## AIM:
Set down, word for word, the stretch of lines from the one containing "Can you see the plant" to the end of the records below.

## DATA RECORDS:
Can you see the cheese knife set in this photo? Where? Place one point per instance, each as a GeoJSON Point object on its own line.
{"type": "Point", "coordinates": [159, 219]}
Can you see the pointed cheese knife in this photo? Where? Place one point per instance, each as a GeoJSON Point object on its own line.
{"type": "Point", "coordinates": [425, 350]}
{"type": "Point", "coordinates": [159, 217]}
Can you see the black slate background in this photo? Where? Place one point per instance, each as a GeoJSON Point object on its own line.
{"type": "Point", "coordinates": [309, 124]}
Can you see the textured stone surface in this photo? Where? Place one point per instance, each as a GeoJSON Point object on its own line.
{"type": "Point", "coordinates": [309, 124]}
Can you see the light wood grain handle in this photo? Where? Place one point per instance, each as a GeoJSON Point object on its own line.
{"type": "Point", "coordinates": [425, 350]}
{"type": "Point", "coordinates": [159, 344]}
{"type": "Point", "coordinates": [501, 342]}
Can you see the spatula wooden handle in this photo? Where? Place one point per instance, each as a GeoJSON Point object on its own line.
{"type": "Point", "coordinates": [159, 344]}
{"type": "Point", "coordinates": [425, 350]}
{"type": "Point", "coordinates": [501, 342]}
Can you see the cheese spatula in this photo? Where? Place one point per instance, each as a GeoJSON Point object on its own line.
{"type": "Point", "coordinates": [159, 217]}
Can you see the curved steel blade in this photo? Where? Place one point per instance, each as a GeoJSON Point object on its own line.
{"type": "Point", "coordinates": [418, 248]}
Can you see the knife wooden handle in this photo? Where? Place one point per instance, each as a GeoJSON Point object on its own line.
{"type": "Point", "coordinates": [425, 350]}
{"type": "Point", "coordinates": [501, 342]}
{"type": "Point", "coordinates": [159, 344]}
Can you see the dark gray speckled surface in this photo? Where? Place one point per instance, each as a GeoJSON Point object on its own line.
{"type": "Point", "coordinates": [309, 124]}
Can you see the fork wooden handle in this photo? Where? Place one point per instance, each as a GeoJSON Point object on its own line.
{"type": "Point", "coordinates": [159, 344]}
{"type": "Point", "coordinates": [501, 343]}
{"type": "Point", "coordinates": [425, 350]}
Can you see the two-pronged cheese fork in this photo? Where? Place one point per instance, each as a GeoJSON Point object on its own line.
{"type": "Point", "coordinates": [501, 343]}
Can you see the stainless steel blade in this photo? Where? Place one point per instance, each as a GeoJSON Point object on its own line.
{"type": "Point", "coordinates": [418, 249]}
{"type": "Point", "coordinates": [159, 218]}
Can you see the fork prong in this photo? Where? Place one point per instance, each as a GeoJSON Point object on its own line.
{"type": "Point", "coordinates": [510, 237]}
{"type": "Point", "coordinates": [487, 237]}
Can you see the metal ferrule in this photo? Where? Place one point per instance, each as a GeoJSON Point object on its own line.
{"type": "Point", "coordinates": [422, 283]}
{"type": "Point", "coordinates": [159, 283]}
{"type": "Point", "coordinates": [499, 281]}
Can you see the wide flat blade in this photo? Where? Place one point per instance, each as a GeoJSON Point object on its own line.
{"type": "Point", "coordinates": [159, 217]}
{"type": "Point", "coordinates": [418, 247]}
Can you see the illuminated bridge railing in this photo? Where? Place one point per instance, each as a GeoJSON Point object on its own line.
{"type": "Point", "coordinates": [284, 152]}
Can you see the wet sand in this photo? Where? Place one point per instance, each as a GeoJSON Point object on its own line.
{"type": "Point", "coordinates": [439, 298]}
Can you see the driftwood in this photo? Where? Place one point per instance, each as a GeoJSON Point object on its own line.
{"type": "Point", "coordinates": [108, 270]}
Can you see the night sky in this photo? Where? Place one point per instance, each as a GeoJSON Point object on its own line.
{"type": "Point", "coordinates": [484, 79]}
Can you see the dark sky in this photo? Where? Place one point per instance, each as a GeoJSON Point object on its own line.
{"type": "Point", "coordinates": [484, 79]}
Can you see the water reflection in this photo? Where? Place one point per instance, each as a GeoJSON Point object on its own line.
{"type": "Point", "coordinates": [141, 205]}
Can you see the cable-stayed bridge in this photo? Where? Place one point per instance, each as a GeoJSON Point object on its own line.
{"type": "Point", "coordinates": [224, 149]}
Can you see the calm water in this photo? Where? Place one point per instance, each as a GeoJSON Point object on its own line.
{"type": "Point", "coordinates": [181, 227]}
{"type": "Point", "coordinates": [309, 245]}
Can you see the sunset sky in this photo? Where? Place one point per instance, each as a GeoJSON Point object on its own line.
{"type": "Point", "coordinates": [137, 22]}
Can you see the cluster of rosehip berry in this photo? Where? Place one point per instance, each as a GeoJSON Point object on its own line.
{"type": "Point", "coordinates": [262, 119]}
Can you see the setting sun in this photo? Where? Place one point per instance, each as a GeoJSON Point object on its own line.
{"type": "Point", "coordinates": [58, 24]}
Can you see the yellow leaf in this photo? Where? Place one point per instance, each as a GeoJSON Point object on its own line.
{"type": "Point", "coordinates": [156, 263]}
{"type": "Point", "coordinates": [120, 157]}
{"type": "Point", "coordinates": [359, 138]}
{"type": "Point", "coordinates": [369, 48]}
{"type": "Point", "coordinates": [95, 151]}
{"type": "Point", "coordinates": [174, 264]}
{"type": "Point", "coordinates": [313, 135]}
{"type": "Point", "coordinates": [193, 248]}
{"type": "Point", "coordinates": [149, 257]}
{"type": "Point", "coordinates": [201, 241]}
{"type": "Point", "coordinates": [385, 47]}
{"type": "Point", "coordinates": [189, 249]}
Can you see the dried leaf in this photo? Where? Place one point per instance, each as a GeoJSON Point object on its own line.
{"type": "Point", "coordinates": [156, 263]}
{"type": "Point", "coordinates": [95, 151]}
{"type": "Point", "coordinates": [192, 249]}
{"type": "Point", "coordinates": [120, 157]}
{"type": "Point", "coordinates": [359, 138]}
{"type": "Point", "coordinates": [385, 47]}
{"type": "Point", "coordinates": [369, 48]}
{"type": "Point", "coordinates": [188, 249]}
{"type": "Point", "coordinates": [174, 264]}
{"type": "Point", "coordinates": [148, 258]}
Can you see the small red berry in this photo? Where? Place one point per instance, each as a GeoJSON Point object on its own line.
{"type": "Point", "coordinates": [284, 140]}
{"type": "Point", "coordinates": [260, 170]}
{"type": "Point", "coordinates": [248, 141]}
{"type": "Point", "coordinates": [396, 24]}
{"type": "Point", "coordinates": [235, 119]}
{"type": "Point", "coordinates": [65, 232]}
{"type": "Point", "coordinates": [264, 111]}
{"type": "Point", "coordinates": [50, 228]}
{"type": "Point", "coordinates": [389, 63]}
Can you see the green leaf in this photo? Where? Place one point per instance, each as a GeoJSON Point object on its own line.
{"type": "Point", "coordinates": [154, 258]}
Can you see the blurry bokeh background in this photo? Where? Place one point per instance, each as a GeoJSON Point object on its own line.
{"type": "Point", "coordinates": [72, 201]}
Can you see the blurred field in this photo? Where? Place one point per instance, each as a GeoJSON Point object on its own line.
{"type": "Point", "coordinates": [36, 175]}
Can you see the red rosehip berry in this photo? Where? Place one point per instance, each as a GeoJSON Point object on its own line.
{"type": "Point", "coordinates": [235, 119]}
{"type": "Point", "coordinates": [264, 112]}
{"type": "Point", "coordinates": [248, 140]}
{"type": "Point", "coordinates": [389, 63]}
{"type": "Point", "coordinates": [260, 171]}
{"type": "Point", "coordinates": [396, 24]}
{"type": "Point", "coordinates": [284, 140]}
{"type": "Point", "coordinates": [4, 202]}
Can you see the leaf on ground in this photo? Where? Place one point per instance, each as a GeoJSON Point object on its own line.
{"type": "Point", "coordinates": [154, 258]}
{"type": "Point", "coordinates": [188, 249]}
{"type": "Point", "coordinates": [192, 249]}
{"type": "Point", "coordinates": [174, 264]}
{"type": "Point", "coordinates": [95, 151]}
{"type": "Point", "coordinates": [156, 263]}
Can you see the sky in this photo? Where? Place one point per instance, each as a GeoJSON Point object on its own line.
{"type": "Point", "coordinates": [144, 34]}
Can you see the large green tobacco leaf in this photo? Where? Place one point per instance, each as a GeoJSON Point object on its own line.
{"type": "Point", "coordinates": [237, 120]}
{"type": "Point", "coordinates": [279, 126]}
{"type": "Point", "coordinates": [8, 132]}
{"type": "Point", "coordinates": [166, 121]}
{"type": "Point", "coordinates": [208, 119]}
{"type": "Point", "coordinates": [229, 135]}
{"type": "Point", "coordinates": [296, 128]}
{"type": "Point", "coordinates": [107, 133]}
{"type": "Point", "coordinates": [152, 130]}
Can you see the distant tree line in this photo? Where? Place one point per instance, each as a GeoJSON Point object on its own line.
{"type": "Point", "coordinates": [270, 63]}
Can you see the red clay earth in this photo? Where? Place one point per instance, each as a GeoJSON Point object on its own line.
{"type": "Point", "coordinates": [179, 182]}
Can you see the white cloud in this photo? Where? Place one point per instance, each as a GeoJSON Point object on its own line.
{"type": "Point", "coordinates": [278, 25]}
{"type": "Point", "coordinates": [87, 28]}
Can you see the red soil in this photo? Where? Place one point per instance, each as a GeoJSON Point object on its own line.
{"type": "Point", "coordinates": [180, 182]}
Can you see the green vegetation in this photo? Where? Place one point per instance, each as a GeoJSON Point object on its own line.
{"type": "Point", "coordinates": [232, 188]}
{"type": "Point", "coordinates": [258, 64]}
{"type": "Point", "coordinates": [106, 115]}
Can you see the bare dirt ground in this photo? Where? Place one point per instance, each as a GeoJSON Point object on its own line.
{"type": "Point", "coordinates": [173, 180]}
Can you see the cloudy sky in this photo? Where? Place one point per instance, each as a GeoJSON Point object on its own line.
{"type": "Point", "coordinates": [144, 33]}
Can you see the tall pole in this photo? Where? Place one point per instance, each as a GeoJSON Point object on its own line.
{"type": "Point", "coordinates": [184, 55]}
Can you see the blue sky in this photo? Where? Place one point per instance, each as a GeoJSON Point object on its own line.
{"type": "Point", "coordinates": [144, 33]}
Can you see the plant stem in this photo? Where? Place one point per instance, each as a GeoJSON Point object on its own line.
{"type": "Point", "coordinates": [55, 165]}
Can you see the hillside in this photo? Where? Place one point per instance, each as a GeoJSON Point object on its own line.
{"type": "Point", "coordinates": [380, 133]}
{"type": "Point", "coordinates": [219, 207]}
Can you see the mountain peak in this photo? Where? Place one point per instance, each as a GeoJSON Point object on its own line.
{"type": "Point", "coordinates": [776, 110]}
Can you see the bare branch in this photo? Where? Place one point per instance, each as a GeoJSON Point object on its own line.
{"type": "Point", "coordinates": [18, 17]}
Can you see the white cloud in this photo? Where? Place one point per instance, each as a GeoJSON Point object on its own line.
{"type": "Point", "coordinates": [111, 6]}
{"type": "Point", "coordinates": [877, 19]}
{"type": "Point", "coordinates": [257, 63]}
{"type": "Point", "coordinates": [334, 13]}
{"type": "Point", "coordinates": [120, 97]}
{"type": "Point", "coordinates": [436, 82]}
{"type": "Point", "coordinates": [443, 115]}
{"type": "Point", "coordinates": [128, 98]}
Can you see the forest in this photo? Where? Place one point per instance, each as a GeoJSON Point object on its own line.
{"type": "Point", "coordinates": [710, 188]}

## SOLUTION BELOW:
Can you see the plant stem in this photo? Where? Place one point per instance, each as a GeoJSON Point object on its own line.
{"type": "Point", "coordinates": [55, 165]}
Can you see the hillside in this photo? Where? Place one point per instance, each as a GeoJSON Point object on its own line.
{"type": "Point", "coordinates": [380, 133]}
{"type": "Point", "coordinates": [219, 207]}
Can you see the mountain peak in this photo? Where? Place one point per instance, each as a GeoJSON Point object on its own line.
{"type": "Point", "coordinates": [776, 110]}
Can you see the bare branch in this photo? Where? Place one point per instance, each as a GeoJSON Point object on its own line.
{"type": "Point", "coordinates": [18, 17]}
Can you see the white cloud in this photo? Where? Place one point per instance, each as a GeoJSON Point object on its own line.
{"type": "Point", "coordinates": [111, 6]}
{"type": "Point", "coordinates": [877, 19]}
{"type": "Point", "coordinates": [257, 63]}
{"type": "Point", "coordinates": [334, 13]}
{"type": "Point", "coordinates": [120, 97]}
{"type": "Point", "coordinates": [436, 82]}
{"type": "Point", "coordinates": [443, 115]}
{"type": "Point", "coordinates": [128, 98]}
Can you see the forest in this photo? Where? Place one point per instance, each as a GeoJSON Point object on its own line.
{"type": "Point", "coordinates": [710, 188]}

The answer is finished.